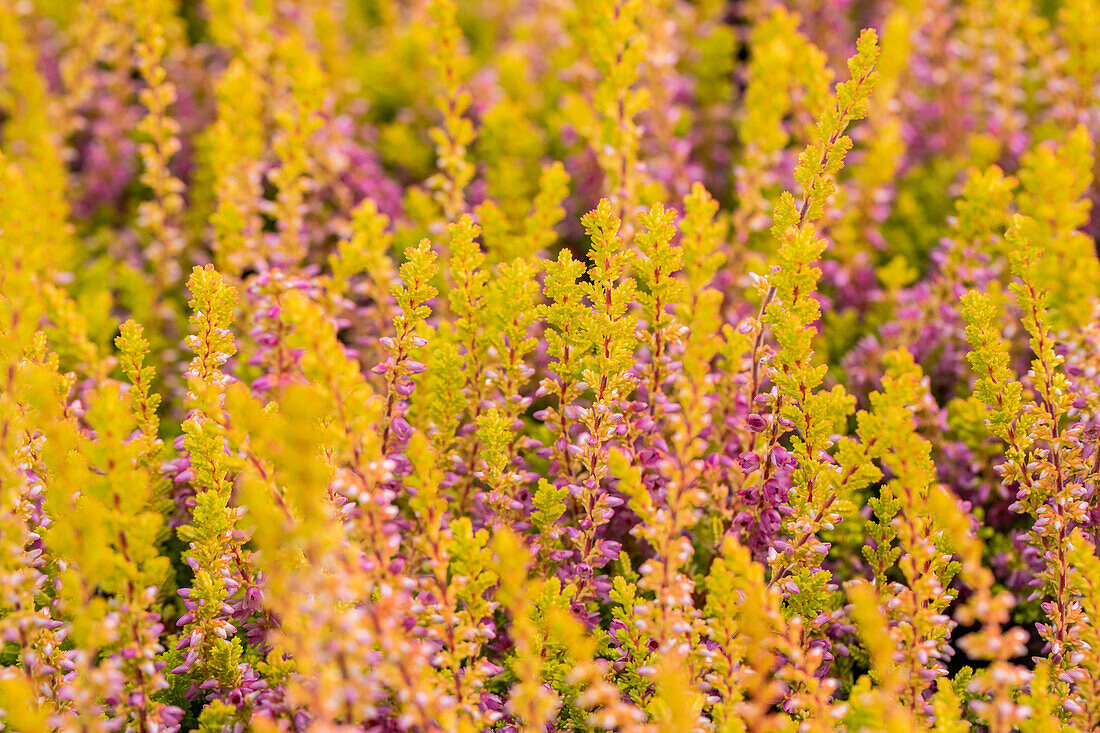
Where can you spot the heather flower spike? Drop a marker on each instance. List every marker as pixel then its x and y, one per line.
pixel 611 365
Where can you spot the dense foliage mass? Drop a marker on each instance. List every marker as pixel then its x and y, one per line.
pixel 549 365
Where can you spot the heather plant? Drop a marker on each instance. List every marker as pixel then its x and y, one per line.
pixel 548 365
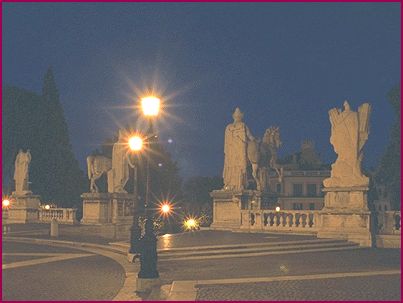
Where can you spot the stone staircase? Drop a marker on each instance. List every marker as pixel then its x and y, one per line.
pixel 246 250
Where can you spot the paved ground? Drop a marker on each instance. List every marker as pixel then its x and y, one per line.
pixel 360 288
pixel 207 238
pixel 277 265
pixel 304 257
pixel 60 274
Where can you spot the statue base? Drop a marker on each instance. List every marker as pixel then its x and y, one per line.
pixel 104 208
pixel 345 215
pixel 24 208
pixel 146 285
pixel 227 205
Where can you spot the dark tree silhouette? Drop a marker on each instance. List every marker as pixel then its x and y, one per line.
pixel 388 172
pixel 37 122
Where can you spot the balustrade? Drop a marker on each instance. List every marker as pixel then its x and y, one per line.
pixel 291 220
pixel 62 215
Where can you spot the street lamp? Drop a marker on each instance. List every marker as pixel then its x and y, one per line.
pixel 135 144
pixel 147 244
pixel 6 203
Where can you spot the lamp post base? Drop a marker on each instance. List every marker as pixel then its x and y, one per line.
pixel 146 285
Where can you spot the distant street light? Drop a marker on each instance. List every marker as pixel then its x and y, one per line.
pixel 191 223
pixel 166 208
pixel 135 143
pixel 6 203
pixel 146 245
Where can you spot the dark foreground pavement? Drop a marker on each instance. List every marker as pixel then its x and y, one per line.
pixel 379 288
pixel 91 277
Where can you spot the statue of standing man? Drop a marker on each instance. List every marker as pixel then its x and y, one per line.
pixel 237 136
pixel 119 174
pixel 348 135
pixel 21 172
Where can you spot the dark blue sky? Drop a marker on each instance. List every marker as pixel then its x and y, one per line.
pixel 282 64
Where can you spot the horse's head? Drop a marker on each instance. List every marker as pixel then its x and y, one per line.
pixel 272 136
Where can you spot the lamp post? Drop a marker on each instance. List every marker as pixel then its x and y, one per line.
pixel 135 145
pixel 148 242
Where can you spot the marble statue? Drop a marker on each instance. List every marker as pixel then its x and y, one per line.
pixel 119 174
pixel 237 137
pixel 21 172
pixel 97 165
pixel 263 157
pixel 349 133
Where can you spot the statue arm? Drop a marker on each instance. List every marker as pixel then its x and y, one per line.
pixel 249 134
pixel 132 165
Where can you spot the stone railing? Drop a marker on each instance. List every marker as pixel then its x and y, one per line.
pixel 304 221
pixel 62 215
pixel 4 213
pixel 389 222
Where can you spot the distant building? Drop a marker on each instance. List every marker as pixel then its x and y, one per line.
pixel 382 201
pixel 301 186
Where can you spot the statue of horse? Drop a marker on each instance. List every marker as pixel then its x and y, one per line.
pixel 271 140
pixel 263 155
pixel 97 165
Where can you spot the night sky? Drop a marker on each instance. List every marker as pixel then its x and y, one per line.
pixel 282 64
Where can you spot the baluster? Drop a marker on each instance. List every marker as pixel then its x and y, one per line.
pixel 304 220
pixel 275 219
pixel 287 220
pixel 293 220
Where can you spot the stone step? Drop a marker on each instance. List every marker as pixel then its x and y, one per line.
pixel 261 253
pixel 240 250
pixel 248 249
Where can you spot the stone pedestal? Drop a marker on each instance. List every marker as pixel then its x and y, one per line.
pixel 97 208
pixel 24 208
pixel 146 285
pixel 345 215
pixel 226 210
pixel 227 206
pixel 102 208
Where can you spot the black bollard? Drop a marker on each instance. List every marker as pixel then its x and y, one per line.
pixel 148 252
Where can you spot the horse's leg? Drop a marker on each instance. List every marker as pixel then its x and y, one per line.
pixel 95 177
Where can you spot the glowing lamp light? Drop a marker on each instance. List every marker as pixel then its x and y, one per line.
pixel 191 224
pixel 150 106
pixel 6 203
pixel 135 143
pixel 166 208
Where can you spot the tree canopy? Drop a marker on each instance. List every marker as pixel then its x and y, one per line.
pixel 388 171
pixel 37 122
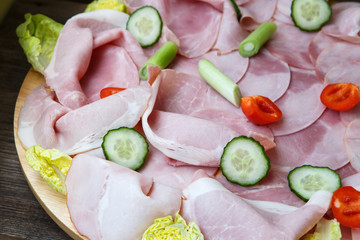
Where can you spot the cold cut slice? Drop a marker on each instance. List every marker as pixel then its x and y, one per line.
pixel 238 218
pixel 106 200
pixel 300 105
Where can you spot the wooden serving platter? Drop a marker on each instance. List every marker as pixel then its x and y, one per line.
pixel 53 202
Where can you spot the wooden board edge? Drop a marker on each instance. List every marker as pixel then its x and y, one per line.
pixel 53 203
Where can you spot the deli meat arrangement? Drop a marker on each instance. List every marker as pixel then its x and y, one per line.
pixel 189 128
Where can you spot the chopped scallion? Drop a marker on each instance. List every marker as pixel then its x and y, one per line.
pixel 219 81
pixel 252 44
pixel 162 58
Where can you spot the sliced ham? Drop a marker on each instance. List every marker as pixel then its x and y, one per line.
pixel 73 54
pixel 350 115
pixel 344 72
pixel 320 144
pixel 267 76
pixel 44 121
pixel 345 22
pixel 221 214
pixel 274 187
pixel 291 45
pixel 178 15
pixel 300 105
pixel 252 16
pixel 352 143
pixel 319 43
pixel 106 200
pixel 335 54
pixel 231 33
pixel 157 166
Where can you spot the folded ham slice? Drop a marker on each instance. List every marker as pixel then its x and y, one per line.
pixel 284 46
pixel 352 143
pixel 300 105
pixel 108 201
pixel 221 214
pixel 267 76
pixel 73 57
pixel 45 121
pixel 320 144
pixel 178 15
pixel 345 22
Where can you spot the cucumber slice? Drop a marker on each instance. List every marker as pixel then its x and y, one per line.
pixel 310 15
pixel 305 180
pixel 125 146
pixel 244 161
pixel 145 25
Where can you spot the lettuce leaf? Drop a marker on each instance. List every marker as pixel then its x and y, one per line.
pixel 37 37
pixel 107 4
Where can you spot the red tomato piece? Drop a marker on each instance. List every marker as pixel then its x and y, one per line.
pixel 260 110
pixel 105 92
pixel 340 96
pixel 345 205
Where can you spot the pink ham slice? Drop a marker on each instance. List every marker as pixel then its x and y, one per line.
pixel 283 45
pixel 344 72
pixel 267 76
pixel 300 105
pixel 319 145
pixel 157 166
pixel 274 187
pixel 352 143
pixel 252 16
pixel 101 74
pixel 231 33
pixel 44 121
pixel 73 55
pixel 345 22
pixel 178 15
pixel 335 54
pixel 319 43
pixel 221 214
pixel 106 200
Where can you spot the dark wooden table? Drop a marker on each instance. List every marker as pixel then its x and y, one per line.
pixel 21 216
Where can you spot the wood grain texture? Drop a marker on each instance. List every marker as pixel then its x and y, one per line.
pixel 53 202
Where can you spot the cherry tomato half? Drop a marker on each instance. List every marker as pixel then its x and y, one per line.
pixel 260 110
pixel 340 96
pixel 105 92
pixel 345 205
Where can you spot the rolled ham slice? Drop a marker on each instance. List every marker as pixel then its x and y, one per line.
pixel 267 76
pixel 352 143
pixel 221 214
pixel 45 121
pixel 284 46
pixel 345 22
pixel 300 105
pixel 335 54
pixel 320 144
pixel 195 23
pixel 252 16
pixel 73 57
pixel 106 200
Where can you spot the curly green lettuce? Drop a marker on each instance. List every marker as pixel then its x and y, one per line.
pixel 52 165
pixel 107 4
pixel 325 230
pixel 37 37
pixel 168 229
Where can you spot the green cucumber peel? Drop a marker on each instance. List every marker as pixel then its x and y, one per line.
pixel 219 81
pixel 251 45
pixel 162 58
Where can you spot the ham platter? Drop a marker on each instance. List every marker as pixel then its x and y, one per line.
pixel 187 124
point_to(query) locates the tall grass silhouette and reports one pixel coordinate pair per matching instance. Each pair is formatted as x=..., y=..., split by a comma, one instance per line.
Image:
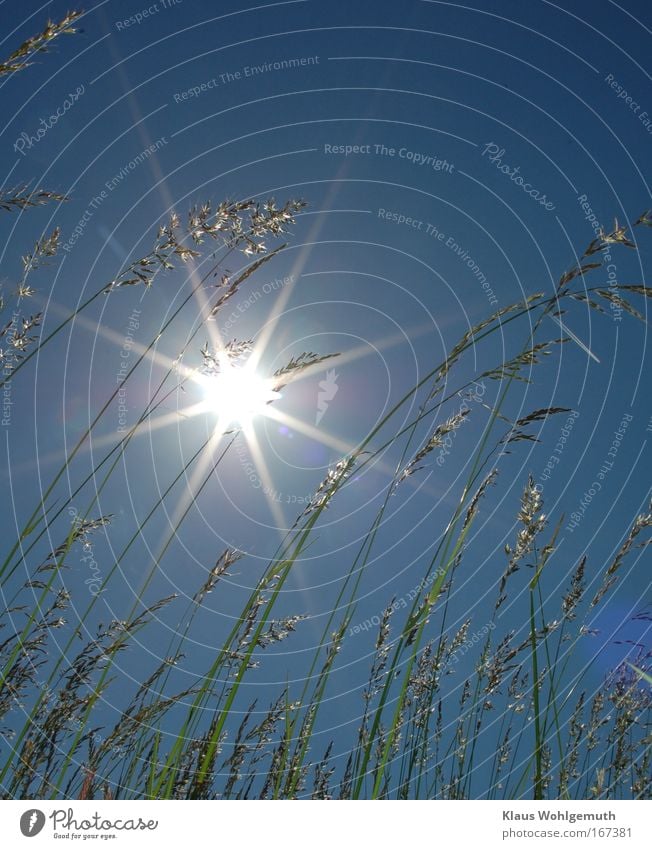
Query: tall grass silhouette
x=420, y=735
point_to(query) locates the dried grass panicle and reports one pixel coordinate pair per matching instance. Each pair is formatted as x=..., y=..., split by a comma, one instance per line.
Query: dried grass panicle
x=214, y=359
x=576, y=590
x=279, y=630
x=296, y=365
x=22, y=197
x=525, y=359
x=219, y=570
x=618, y=236
x=327, y=488
x=43, y=250
x=641, y=522
x=238, y=224
x=435, y=440
x=40, y=43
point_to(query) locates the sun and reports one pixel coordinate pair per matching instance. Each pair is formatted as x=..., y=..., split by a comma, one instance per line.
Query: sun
x=237, y=394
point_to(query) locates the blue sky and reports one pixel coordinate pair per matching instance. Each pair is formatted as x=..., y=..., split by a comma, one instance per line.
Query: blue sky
x=389, y=260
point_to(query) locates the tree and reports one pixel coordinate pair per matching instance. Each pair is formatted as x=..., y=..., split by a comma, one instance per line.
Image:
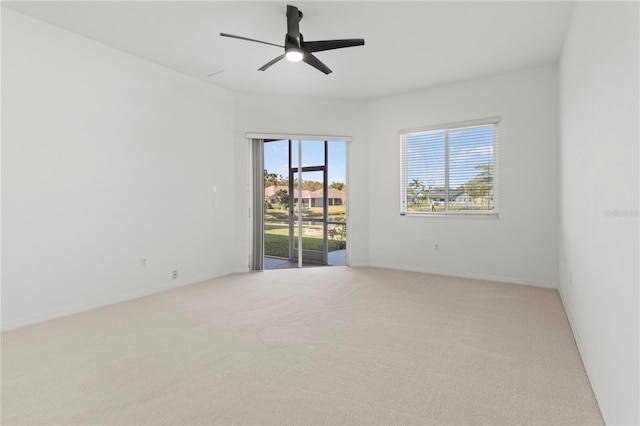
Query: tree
x=270, y=179
x=415, y=188
x=282, y=197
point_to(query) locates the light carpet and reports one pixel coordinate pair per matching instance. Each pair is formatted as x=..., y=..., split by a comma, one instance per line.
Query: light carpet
x=318, y=346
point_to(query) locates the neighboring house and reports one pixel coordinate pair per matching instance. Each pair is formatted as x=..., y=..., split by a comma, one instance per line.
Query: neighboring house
x=335, y=197
x=455, y=197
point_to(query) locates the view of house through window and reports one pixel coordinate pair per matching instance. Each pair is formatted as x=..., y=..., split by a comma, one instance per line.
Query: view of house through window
x=321, y=202
x=450, y=170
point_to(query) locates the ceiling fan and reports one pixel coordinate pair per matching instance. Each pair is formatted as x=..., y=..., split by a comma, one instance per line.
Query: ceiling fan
x=296, y=49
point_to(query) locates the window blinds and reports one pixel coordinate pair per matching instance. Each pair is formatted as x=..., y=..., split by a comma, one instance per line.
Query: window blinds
x=450, y=169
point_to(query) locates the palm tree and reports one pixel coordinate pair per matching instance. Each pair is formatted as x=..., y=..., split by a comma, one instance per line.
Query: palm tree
x=414, y=189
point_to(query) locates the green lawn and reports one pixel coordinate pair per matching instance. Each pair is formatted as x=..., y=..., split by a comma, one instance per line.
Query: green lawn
x=276, y=240
x=276, y=229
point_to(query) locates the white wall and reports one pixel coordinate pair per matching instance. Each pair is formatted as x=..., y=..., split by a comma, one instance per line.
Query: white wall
x=106, y=158
x=307, y=116
x=520, y=246
x=599, y=199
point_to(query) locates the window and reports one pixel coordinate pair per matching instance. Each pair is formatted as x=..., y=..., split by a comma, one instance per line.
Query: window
x=450, y=169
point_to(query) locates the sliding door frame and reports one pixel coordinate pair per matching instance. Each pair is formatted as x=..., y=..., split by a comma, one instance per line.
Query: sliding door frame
x=256, y=188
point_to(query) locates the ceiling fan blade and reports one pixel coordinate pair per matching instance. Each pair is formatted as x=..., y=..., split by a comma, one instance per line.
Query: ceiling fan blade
x=318, y=46
x=293, y=27
x=249, y=39
x=268, y=64
x=316, y=63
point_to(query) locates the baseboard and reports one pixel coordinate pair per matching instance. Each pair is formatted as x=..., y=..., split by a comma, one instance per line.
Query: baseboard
x=604, y=412
x=46, y=316
x=357, y=264
x=484, y=277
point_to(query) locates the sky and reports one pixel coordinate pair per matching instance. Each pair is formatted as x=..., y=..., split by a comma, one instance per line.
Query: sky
x=276, y=160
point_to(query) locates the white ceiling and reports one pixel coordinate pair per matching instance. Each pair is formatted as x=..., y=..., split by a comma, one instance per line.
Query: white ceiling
x=408, y=45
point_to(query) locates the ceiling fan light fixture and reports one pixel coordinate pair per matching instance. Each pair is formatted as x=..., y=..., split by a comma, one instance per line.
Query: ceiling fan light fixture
x=294, y=55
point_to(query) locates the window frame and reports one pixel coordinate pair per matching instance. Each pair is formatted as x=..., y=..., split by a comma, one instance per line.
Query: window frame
x=447, y=127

------------------------

## Goal of the exercise
Please rewrite the part of the data that opens with the line containing "point_to(query) locates the window frame" and runs through the end of the data, changing "window frame" to "window sash" and leaving everything else unchanged.

## Full output
point_to(query) locates the window sash and reports one pixel coordinate pair per matching instance. Each pair is formatted as x=..., y=..., split by a comma, one instance per line.
Query: window sash
x=447, y=127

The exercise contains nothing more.